Write out each entry, exactly the way it appears.

— begin —

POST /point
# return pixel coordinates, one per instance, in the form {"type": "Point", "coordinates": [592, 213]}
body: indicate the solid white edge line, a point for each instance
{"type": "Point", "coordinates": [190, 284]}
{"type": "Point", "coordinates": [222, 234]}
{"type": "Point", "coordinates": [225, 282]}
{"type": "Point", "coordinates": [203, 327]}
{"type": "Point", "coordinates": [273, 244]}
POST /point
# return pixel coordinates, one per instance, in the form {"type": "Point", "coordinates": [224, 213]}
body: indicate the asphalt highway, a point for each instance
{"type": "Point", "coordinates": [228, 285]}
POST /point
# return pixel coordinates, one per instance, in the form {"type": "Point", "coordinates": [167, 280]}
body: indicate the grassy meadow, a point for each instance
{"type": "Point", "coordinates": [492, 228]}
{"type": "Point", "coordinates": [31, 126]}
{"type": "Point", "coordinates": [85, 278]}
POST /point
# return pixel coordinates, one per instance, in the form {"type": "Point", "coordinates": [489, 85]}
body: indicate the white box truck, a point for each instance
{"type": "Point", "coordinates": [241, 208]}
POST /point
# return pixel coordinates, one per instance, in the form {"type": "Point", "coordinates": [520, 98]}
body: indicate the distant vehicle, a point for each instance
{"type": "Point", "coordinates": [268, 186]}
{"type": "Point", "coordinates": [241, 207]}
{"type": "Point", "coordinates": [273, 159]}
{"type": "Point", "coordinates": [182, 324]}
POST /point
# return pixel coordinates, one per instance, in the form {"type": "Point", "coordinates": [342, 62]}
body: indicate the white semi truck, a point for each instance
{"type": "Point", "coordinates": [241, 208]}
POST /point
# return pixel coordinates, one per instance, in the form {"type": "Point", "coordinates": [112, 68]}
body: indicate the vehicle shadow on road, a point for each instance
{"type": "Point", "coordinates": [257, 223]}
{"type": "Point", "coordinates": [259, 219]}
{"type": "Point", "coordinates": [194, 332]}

— end —

▶ [FINAL RESULT]
POST /point
# return pixel coordinates, one per instance, in the form {"type": "Point", "coordinates": [592, 213]}
body: indicate the solid white edge line, a point for each instance
{"type": "Point", "coordinates": [190, 284]}
{"type": "Point", "coordinates": [222, 234]}
{"type": "Point", "coordinates": [225, 282]}
{"type": "Point", "coordinates": [203, 327]}
{"type": "Point", "coordinates": [273, 244]}
POST /point
# return pixel coordinates, one per instance, in the form {"type": "Point", "coordinates": [224, 213]}
body: indicate the asphalt highway, a point for each instance
{"type": "Point", "coordinates": [228, 285]}
POST /point
# return pixel coordinates, one per instance, in the form {"type": "Point", "coordinates": [167, 280]}
body: indicate the grassy meadow, a point for each instance
{"type": "Point", "coordinates": [492, 228]}
{"type": "Point", "coordinates": [31, 126]}
{"type": "Point", "coordinates": [85, 278]}
POST /point
# return pixel coordinates, one per instance, in the form {"type": "Point", "coordinates": [489, 85]}
body: indicate the white box truck, a point for each instance
{"type": "Point", "coordinates": [241, 208]}
POST /point
# return pixel coordinates, one per instance, in the form {"type": "Point", "coordinates": [520, 98]}
body: indicate the distant vehicle, a point for each instance
{"type": "Point", "coordinates": [268, 186]}
{"type": "Point", "coordinates": [241, 207]}
{"type": "Point", "coordinates": [273, 159]}
{"type": "Point", "coordinates": [182, 324]}
POST /point
# return pixel coordinates, one per instance, in the form {"type": "Point", "coordinates": [342, 62]}
body: indicate the white semi truck, a point for each instance
{"type": "Point", "coordinates": [241, 208]}
POST /point
# return pixel coordinates, one per instance, in the form {"type": "Point", "coordinates": [112, 68]}
body: indicate the vehicle shadow on road, a point for each instance
{"type": "Point", "coordinates": [257, 223]}
{"type": "Point", "coordinates": [259, 219]}
{"type": "Point", "coordinates": [194, 332]}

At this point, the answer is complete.